## [PROBLEM DESCRIPTION]
Among the entries below, find every line that contains the string "black", then copy it.

## [STORED DATA]
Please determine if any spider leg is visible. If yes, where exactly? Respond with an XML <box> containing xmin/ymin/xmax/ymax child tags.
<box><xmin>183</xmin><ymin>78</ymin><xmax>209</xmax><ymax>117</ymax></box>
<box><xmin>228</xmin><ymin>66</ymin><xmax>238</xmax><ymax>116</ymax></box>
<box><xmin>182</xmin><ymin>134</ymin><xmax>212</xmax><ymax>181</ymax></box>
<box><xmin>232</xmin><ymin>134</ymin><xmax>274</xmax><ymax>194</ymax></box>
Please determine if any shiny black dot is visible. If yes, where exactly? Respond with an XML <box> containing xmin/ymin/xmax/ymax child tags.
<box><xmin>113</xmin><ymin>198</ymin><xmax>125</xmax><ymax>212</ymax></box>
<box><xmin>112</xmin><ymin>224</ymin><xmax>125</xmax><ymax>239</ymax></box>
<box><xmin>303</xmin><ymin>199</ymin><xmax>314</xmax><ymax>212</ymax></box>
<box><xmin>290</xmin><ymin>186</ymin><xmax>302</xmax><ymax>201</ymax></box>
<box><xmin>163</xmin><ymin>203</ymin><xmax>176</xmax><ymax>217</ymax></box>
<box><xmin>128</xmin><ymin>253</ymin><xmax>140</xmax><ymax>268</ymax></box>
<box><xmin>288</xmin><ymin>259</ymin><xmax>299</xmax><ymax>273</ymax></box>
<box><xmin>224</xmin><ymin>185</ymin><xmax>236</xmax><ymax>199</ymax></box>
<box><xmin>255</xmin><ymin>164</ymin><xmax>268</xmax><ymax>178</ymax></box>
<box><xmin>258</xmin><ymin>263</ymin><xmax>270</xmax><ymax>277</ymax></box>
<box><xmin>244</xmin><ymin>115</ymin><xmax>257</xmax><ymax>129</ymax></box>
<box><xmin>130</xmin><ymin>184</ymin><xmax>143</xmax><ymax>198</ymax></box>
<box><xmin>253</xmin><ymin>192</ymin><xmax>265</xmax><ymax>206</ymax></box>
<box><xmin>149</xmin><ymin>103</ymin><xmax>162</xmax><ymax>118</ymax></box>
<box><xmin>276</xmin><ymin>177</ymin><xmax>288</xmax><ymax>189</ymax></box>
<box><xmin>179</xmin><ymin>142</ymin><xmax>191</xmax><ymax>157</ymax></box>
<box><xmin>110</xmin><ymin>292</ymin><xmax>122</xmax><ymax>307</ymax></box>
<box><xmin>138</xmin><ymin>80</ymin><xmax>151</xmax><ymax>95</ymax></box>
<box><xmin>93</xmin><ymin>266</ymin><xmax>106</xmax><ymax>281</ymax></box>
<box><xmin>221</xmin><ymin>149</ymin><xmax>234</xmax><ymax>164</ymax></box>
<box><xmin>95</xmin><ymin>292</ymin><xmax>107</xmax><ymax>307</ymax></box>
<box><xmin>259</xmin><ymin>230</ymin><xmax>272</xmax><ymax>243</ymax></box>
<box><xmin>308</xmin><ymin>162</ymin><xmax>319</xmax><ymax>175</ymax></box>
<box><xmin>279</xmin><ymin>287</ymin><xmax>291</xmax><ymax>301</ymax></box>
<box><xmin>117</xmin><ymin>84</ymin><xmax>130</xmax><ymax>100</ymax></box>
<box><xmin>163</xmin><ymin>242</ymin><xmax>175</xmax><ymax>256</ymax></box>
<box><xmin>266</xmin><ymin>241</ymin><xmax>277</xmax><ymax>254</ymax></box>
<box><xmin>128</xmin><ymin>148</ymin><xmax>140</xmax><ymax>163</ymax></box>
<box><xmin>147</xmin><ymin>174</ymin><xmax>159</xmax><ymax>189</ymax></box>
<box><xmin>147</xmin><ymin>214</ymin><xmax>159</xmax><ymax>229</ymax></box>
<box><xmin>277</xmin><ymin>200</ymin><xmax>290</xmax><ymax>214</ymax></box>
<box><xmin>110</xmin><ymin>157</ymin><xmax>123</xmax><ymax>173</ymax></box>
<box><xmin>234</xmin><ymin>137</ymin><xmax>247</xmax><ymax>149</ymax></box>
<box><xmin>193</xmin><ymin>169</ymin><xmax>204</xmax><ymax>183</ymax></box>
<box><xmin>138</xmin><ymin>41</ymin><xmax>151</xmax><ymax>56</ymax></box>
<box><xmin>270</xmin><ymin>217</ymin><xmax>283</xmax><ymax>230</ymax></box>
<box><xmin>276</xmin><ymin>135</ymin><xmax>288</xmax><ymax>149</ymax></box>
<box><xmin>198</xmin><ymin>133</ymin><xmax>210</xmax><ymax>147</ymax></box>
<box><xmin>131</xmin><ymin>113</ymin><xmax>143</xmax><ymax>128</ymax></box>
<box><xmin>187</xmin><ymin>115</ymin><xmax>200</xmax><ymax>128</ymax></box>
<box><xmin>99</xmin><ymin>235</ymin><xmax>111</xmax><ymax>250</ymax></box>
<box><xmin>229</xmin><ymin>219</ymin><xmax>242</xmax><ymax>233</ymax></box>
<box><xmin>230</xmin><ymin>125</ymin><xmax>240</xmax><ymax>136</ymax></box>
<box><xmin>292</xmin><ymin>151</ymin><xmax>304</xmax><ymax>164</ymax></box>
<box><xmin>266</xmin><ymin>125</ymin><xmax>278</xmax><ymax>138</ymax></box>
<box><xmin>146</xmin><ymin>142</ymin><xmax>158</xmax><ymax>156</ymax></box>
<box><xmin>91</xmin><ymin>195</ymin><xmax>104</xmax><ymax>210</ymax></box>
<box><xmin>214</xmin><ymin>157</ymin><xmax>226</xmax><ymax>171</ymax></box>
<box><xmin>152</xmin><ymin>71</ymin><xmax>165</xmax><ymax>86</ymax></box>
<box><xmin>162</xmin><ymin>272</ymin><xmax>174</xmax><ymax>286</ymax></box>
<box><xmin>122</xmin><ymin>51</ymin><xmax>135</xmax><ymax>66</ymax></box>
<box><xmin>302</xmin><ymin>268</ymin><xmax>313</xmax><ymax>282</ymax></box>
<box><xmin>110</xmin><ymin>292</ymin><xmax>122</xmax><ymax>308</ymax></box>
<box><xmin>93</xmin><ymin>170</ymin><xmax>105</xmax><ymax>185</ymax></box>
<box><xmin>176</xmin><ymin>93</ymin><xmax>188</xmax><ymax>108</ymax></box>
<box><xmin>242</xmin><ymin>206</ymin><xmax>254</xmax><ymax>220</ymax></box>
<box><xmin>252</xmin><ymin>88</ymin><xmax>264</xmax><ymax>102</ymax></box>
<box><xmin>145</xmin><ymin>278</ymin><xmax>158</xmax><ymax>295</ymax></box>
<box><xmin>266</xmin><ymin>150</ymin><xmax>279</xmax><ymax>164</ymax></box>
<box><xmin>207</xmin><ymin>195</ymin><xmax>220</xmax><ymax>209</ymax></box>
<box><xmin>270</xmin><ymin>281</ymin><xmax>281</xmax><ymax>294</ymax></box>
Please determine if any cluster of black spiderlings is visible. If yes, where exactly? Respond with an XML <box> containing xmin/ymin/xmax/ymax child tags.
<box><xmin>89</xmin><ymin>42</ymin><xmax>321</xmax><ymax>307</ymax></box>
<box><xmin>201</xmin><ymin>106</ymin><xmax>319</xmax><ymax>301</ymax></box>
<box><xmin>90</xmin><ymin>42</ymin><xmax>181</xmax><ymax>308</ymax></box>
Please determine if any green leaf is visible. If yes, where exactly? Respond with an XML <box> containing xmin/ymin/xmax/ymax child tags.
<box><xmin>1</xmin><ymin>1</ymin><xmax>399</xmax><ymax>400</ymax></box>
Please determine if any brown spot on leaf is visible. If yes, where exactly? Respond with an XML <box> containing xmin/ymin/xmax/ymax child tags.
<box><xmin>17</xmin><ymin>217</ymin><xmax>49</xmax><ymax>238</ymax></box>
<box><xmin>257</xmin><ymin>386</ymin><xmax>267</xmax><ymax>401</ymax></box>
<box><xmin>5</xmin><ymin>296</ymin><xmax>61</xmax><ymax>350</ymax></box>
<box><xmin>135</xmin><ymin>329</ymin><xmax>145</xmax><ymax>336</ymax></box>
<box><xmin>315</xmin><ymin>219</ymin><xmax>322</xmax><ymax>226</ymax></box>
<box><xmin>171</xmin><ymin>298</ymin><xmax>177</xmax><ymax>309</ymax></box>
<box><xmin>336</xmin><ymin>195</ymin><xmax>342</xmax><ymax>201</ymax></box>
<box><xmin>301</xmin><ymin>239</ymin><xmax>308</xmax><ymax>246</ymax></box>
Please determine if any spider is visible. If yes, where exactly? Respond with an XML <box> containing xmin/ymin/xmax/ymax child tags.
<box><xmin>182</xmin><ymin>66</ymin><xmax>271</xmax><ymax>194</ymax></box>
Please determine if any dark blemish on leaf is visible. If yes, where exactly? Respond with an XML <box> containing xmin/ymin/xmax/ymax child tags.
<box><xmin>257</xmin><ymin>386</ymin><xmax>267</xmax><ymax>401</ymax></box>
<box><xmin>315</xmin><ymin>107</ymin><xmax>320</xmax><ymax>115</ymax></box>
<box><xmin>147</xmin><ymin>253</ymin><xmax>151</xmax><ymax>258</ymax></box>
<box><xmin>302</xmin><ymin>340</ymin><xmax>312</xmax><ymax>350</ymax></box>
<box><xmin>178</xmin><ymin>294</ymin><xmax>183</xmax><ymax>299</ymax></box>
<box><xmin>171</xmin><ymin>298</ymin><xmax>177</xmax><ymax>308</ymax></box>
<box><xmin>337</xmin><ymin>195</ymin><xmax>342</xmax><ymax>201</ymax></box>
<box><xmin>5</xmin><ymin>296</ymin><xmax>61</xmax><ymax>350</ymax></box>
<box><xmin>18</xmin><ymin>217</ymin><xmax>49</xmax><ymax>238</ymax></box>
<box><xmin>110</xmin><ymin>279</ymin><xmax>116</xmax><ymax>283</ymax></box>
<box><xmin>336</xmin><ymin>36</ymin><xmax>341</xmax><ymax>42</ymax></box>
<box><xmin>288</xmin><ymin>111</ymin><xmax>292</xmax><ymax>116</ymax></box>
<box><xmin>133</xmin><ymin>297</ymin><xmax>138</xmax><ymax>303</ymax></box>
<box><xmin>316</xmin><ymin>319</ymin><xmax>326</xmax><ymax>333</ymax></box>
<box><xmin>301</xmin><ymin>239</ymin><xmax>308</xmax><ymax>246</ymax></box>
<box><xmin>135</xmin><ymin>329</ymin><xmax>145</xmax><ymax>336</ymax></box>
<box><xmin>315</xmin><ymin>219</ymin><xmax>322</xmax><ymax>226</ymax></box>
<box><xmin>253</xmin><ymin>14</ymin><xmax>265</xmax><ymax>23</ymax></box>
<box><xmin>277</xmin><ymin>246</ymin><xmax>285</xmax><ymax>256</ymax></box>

## [ANSWER BOX]
Please determine if any shiny black dot is visible. If yes, where exactly? Respond with an XML <box> containing xmin/ymin/xmax/ymax child tags.
Please determine if any cluster of black spiderlings is visible. If yes, where exactly? Respond with an XML <box> containing xmin/ymin/xmax/ymax child tags.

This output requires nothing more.